» **What to produce**: Repeat all of the lines below, switching "innermost" to "central" wherever it occurs and changing nothing else. Leave the pictures out of your answer.

» **Image location labeling lines**:
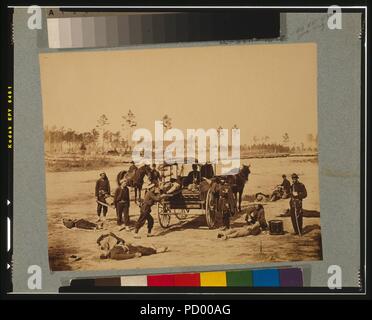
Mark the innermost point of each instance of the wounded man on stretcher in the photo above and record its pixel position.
(113, 247)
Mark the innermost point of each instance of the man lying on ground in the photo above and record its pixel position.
(113, 247)
(256, 223)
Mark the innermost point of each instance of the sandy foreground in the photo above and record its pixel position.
(190, 242)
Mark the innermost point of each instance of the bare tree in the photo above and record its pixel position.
(102, 123)
(129, 122)
(167, 122)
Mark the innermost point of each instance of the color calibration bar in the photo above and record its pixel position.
(285, 277)
(139, 29)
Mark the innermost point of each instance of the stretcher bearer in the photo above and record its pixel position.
(298, 193)
(101, 192)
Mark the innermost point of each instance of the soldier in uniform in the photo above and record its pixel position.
(154, 175)
(298, 193)
(286, 187)
(151, 197)
(122, 203)
(102, 190)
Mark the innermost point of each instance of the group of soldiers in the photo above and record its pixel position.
(121, 202)
(295, 191)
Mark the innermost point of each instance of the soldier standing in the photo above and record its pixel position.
(102, 190)
(151, 197)
(298, 193)
(122, 203)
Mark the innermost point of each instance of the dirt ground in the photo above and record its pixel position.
(190, 242)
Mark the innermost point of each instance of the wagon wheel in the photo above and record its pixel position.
(181, 214)
(164, 218)
(210, 210)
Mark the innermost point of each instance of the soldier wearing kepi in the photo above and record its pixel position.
(122, 203)
(298, 193)
(151, 197)
(102, 190)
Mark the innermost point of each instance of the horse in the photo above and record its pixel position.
(237, 181)
(134, 178)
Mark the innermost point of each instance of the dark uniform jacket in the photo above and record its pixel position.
(206, 171)
(154, 176)
(121, 195)
(300, 189)
(286, 186)
(102, 185)
(193, 175)
(149, 200)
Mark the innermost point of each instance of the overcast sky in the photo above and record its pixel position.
(263, 89)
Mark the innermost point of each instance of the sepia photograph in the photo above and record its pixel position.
(181, 157)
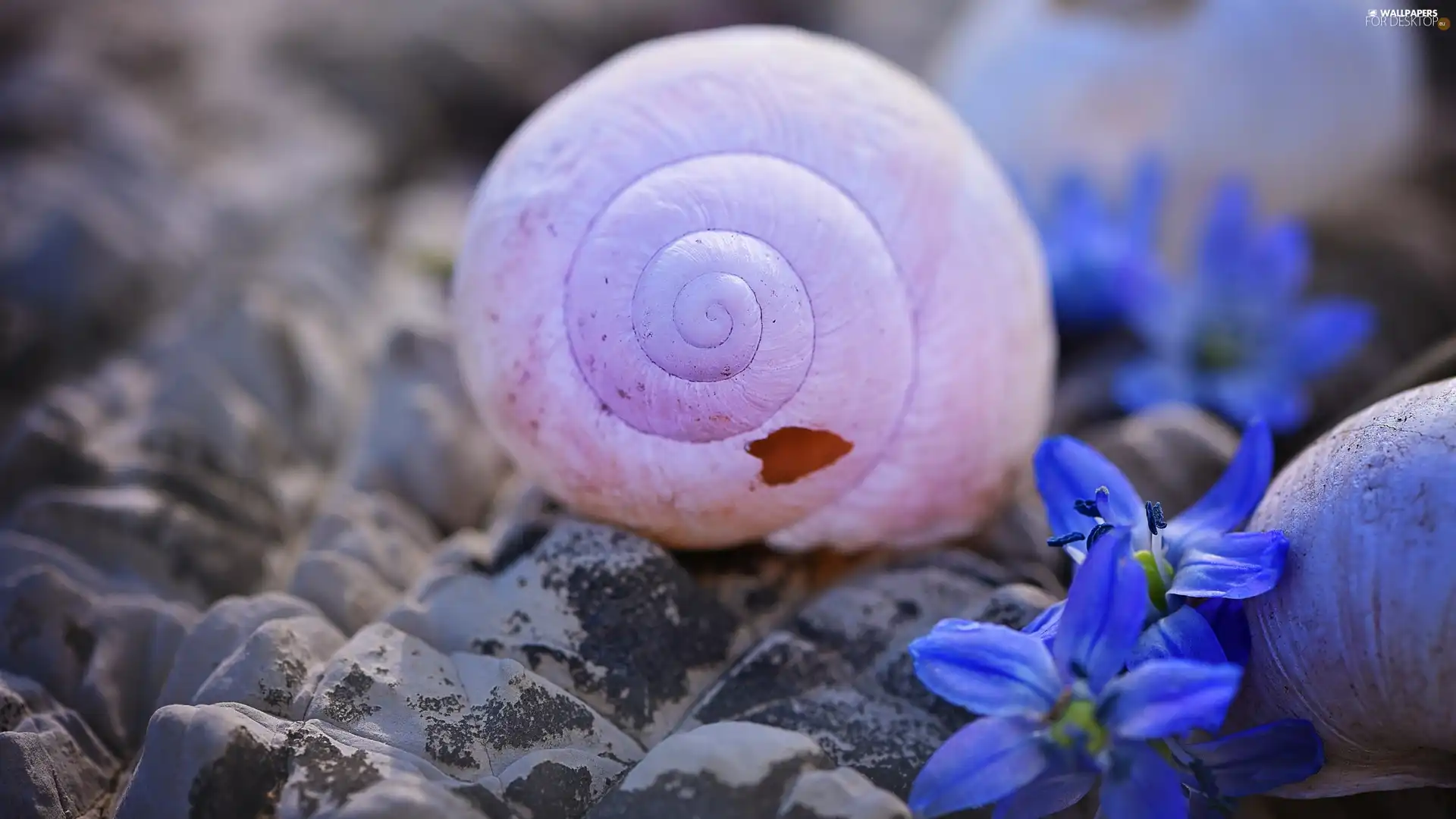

» **Correct result**:
Mark the central point of each instance of the wounded man on stretcher in the photo above and record its pixel position.
(113, 247)
Mark the central point of each instance of the man lying on ground in the photo above and record its pixel position.
(113, 247)
(256, 223)
Mark the central point of each instance of the sandy foreground in the photo above and record its pixel position.
(190, 242)
Mark the central point of each instance of the bare tree in the photo above and record its pixel position.
(102, 123)
(129, 122)
(167, 122)
Mark the central point of each instance of the color calibration bar in the photo above and record its pixel position.
(285, 277)
(139, 29)
Mark the central point of each instance of the stretcher bearer in the photo above and record its pixel position.
(298, 193)
(101, 192)
Mark the central point of each instance of the soldier in uniform in the photo above and record its pixel position.
(154, 175)
(298, 193)
(286, 187)
(151, 197)
(122, 203)
(102, 190)
Mark the central point of each instance of the group of soldiers in the photo above and record its pixel position.
(121, 202)
(295, 191)
Mark the central point of each instance of the soldier standing in the photo above and record its pixel position.
(102, 190)
(151, 197)
(298, 193)
(122, 203)
Mark the central point of each instance of the dirt ground in the photo above and record its pixel position.
(190, 242)
Mark the central point of each instance of the wagon wheel in the photo above and record its pixel position.
(181, 214)
(164, 218)
(210, 210)
Mark the central point of each instance of the soldier wearing kepi in the photo above and record its pixel position.
(122, 203)
(298, 193)
(151, 197)
(102, 190)
Mark the central point of each instance of the horse in the photo above and record its pixel position.
(237, 181)
(134, 178)
Mark the central point of each instance of the dark uniform jacket in the photo above and record its pixel position.
(206, 171)
(154, 176)
(121, 195)
(300, 189)
(286, 186)
(102, 185)
(193, 175)
(149, 200)
Mark the central point of each instance of the overcast sky in the photo above and record its pixel position.
(263, 89)
Mark the central point of each instance of the sepia photograph in the photo above and record its pixel position.
(181, 157)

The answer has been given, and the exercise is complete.